# [EXERCISE REQUIREMENTS]
A. Using the passage below on chatbot accuracy, decide whether each statement agrees with it. Answer yes or no and quote the deciding words. (i) Google Bard scored lower than ChatGPT 3.5. (ii) The study by Sallam et al. (2024) used specific prompt optimization strategies. (iii) The scoping review covered 53 studies.
B. Answer from the passage below on chatbot accuracy:
(i) How many correct answers did ChatGPT 4 achieve?
(ii) At what level were the human students in the Sallam et al. (2024) study?
(iii) How many MCQs did the scoping review encompass in total?

# [TEXT PROVIDED]
--- START ---
As can be noted from Table 1, the performance results demonstrate that ChatGPT 4 achieved a higher accuracy rate with 37 correct answers, reaching 92.5%, compared to ChatGPT 3.5, which obtained 29 correct answers with a 72.5% accuracy. This highlights improvements in model capabilities and emphasizes how accuracy has improved in the latest edition. Google Bard obtained a very close accuracy to ChatGPT 3.5, with 30 correct answers yielding a 75% accuracy. Consistent with our findings came a study conducted by Sallam et al. (2024), which assessed the capabilities of ChatGPT (GPT-3.5 and GPT-4) and Bard against human students at a postgraduate master’s level in Medical Laboratory Sciences without the use of specific prompt optimization strategies. Their results showed that ChatGPT-4 outperformed the other models and human counterparts. ChatGPT 4 efficacy in handling MCQs has also been supported by a recent scoping review that analyzed a total of 53 studies encompassing a cumulative 49,014 MCQs (Newton and Xiromeriti, 2023). The results showed that while free iterations of ChatGPT, based on GPT-3 and GPT-3.5, typically surpassed random guessing, their success rates fell short of achieving a pass mark, notably underperforming in comparison to average human student scores. Conversely, GPT-4 demonstrated a remarkable competency, passing the majority of examinations and achieving scores comparable to those of human examinees.
--- END ---
# [Items from a data collection]
--- START ---
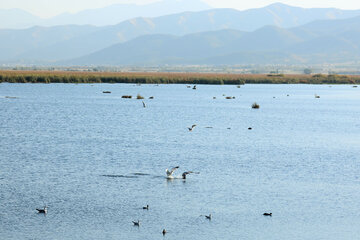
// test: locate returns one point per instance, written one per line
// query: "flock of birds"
(169, 175)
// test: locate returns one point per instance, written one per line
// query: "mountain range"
(276, 33)
(20, 19)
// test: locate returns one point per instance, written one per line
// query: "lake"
(96, 159)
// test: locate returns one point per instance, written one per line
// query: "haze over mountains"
(277, 33)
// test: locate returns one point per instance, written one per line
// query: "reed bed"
(170, 78)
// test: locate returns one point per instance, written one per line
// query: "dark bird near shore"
(171, 171)
(136, 223)
(192, 127)
(42, 210)
(186, 173)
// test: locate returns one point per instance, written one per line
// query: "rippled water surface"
(96, 159)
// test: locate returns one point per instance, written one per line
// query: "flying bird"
(192, 127)
(42, 210)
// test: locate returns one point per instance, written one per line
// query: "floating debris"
(255, 105)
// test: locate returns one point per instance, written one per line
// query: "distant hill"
(114, 14)
(92, 39)
(50, 44)
(267, 45)
(17, 18)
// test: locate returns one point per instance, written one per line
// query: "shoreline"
(15, 76)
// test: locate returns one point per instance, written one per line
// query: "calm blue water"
(81, 151)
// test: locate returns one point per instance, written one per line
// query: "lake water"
(96, 159)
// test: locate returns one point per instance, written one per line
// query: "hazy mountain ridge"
(269, 44)
(44, 44)
(19, 19)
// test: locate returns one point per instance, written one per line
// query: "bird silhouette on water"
(136, 223)
(42, 210)
(192, 127)
(171, 171)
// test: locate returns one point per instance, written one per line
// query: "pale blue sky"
(48, 8)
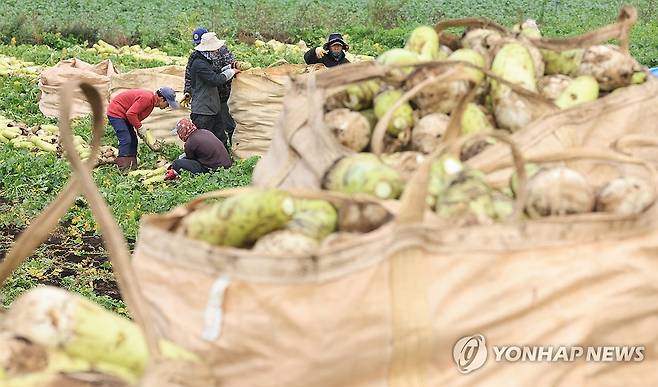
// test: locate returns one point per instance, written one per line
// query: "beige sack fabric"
(386, 308)
(256, 103)
(52, 80)
(626, 114)
(161, 122)
(295, 159)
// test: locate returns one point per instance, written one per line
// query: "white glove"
(320, 52)
(229, 73)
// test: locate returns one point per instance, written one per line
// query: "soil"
(68, 255)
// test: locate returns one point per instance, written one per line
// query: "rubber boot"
(126, 163)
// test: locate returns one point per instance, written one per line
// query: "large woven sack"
(386, 308)
(626, 121)
(256, 103)
(161, 122)
(303, 149)
(52, 80)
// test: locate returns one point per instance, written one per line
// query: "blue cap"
(196, 35)
(170, 95)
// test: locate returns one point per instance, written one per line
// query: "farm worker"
(203, 151)
(332, 53)
(126, 112)
(205, 83)
(225, 58)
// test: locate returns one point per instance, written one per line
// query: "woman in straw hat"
(204, 83)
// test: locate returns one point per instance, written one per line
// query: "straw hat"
(209, 42)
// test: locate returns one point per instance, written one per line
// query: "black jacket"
(204, 83)
(225, 58)
(326, 60)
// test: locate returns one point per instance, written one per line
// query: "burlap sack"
(52, 79)
(303, 149)
(161, 122)
(619, 121)
(386, 308)
(256, 103)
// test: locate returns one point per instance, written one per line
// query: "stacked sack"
(516, 80)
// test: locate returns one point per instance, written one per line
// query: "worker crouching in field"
(204, 152)
(126, 112)
(205, 83)
(224, 58)
(332, 53)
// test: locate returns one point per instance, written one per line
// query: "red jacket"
(133, 105)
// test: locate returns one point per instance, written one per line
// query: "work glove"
(320, 52)
(187, 99)
(230, 73)
(170, 174)
(149, 139)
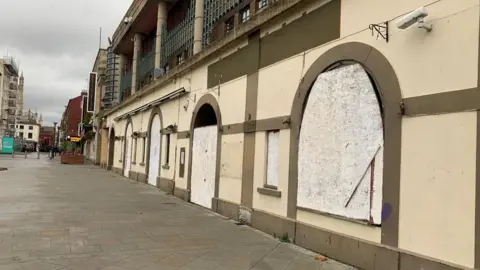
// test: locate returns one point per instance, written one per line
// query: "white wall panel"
(204, 154)
(273, 142)
(341, 134)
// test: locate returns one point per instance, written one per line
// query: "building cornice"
(231, 39)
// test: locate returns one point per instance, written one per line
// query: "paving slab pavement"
(67, 217)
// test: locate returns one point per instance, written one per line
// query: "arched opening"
(155, 149)
(340, 147)
(383, 76)
(127, 160)
(205, 152)
(111, 149)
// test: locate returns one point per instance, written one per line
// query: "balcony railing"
(125, 84)
(11, 65)
(180, 38)
(146, 64)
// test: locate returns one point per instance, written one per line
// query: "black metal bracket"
(381, 29)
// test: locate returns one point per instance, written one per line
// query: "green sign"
(7, 145)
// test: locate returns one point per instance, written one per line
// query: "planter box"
(72, 159)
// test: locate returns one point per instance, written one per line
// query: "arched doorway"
(382, 76)
(340, 152)
(155, 147)
(205, 152)
(127, 161)
(111, 149)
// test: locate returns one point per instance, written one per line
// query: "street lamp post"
(54, 136)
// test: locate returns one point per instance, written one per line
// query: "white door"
(155, 150)
(128, 151)
(204, 154)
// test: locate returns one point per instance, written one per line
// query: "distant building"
(72, 117)
(11, 98)
(46, 137)
(111, 96)
(28, 130)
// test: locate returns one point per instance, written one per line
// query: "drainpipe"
(137, 45)
(198, 27)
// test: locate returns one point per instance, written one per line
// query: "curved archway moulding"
(210, 101)
(155, 111)
(111, 148)
(386, 82)
(128, 140)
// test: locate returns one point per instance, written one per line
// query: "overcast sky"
(56, 42)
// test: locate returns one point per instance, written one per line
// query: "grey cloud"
(56, 42)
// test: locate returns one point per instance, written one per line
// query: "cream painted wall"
(170, 171)
(413, 53)
(181, 182)
(281, 81)
(138, 121)
(263, 202)
(232, 100)
(437, 188)
(118, 155)
(231, 165)
(457, 69)
(104, 146)
(358, 230)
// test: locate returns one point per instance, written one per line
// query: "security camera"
(127, 20)
(415, 17)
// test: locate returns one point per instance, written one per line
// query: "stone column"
(137, 46)
(161, 21)
(198, 27)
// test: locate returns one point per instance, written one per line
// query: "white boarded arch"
(204, 160)
(128, 150)
(340, 158)
(155, 150)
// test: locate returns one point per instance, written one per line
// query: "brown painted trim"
(182, 194)
(383, 75)
(207, 99)
(129, 122)
(167, 185)
(347, 249)
(281, 122)
(446, 102)
(316, 212)
(274, 123)
(269, 192)
(251, 103)
(111, 148)
(165, 131)
(155, 111)
(361, 253)
(117, 170)
(142, 177)
(477, 173)
(183, 135)
(318, 26)
(133, 175)
(236, 128)
(225, 208)
(273, 224)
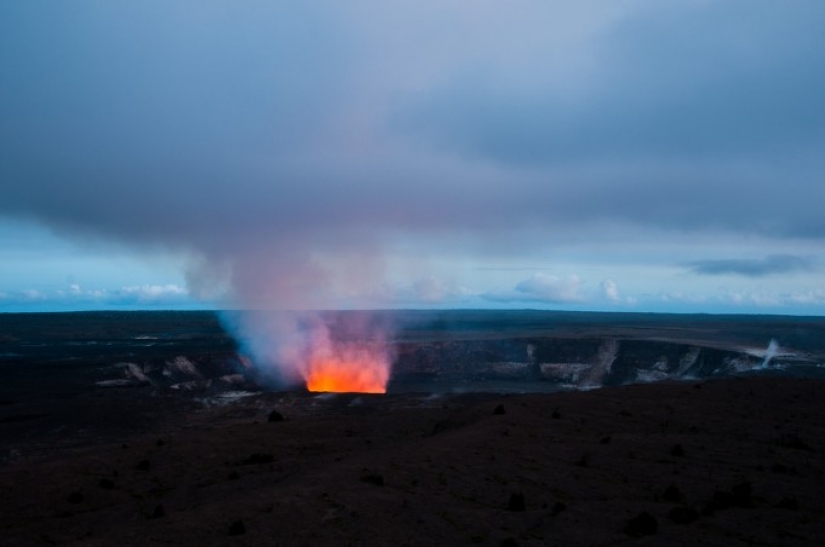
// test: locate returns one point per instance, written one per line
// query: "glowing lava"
(346, 367)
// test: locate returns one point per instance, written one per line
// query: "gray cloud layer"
(269, 137)
(760, 267)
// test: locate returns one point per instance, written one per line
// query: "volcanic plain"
(145, 430)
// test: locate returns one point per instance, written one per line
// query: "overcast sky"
(604, 155)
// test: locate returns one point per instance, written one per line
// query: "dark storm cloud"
(760, 267)
(267, 137)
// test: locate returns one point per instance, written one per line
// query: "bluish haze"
(595, 155)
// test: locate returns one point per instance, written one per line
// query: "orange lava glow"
(348, 369)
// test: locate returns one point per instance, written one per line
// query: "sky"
(616, 155)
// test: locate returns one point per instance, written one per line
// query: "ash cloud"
(287, 148)
(759, 267)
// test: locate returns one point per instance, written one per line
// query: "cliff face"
(579, 362)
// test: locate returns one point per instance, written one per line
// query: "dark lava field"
(498, 428)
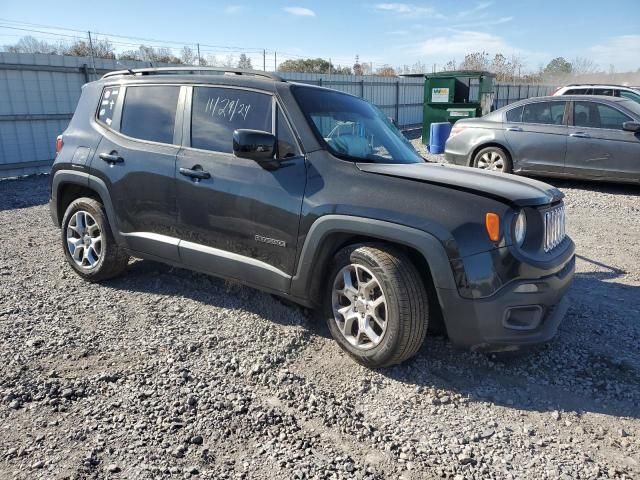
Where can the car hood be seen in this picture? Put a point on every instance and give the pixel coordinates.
(516, 190)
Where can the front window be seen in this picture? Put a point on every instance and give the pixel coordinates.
(547, 113)
(353, 129)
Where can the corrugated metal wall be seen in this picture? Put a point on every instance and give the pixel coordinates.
(38, 94)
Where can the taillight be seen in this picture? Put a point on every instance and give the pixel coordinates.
(59, 144)
(456, 130)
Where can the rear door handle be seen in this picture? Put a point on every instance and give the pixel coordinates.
(197, 174)
(112, 157)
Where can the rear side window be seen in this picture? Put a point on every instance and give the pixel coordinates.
(217, 112)
(547, 113)
(629, 95)
(149, 112)
(598, 115)
(107, 105)
(515, 115)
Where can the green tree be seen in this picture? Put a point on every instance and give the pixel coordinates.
(306, 65)
(558, 66)
(244, 62)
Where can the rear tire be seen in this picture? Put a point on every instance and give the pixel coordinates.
(376, 305)
(88, 242)
(493, 159)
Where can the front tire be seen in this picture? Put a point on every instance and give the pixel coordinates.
(88, 242)
(493, 159)
(376, 305)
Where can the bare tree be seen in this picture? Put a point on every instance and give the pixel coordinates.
(187, 56)
(583, 66)
(82, 48)
(386, 71)
(475, 61)
(245, 62)
(30, 44)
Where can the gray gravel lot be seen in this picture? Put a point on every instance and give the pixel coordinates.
(168, 373)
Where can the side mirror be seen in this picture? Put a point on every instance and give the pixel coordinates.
(255, 145)
(631, 126)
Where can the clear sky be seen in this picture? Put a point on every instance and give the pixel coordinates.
(394, 33)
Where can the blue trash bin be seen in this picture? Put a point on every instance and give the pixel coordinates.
(439, 134)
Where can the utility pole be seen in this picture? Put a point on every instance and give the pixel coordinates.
(93, 61)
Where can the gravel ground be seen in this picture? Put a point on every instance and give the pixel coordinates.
(168, 373)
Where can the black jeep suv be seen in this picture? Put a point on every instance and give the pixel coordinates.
(313, 195)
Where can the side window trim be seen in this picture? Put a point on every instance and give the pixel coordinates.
(117, 112)
(294, 133)
(188, 115)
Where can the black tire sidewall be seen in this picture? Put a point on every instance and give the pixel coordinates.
(95, 209)
(385, 350)
(508, 166)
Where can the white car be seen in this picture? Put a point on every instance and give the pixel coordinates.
(600, 89)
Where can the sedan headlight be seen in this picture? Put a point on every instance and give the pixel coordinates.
(520, 230)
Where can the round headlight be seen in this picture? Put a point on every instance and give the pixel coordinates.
(520, 231)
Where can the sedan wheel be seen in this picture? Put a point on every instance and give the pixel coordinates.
(493, 159)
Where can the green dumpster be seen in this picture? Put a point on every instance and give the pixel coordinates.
(450, 96)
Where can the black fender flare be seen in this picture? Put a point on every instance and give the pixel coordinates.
(425, 243)
(83, 179)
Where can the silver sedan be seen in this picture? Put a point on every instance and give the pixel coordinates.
(590, 137)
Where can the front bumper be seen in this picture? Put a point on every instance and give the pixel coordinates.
(511, 317)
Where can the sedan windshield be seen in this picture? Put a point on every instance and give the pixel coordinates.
(354, 129)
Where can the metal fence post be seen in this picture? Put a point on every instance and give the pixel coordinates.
(85, 72)
(398, 102)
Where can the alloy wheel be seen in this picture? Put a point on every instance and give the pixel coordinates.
(359, 306)
(84, 239)
(491, 160)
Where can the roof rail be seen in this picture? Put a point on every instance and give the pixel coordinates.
(595, 85)
(192, 70)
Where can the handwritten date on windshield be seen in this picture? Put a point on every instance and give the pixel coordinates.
(227, 108)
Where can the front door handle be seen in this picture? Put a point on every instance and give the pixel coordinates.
(194, 173)
(112, 157)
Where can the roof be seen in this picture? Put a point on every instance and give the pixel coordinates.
(607, 85)
(192, 71)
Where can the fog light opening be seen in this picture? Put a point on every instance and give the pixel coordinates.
(527, 317)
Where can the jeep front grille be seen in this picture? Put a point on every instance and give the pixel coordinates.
(554, 228)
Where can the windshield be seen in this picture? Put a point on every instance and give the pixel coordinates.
--- END ---
# [ANSWERS GIVEN]
A.
(i) No: ChatGPT 3.5 "obtained 29 correct answers with a 72.5% accuracy," while Google Bard scored "with 30 correct answers yielding a 75% accuracy."
(ii) No: "without the use of specific prompt optimization strategies."
(iii) Yes: "analyzed a total of 53 studies."

B.
(i) 37, a 92.5% accuracy rate.
(ii) A postgraduate master's level in Medical Laboratory Sciences.
(iii) A cumulative 49,014 MCQs.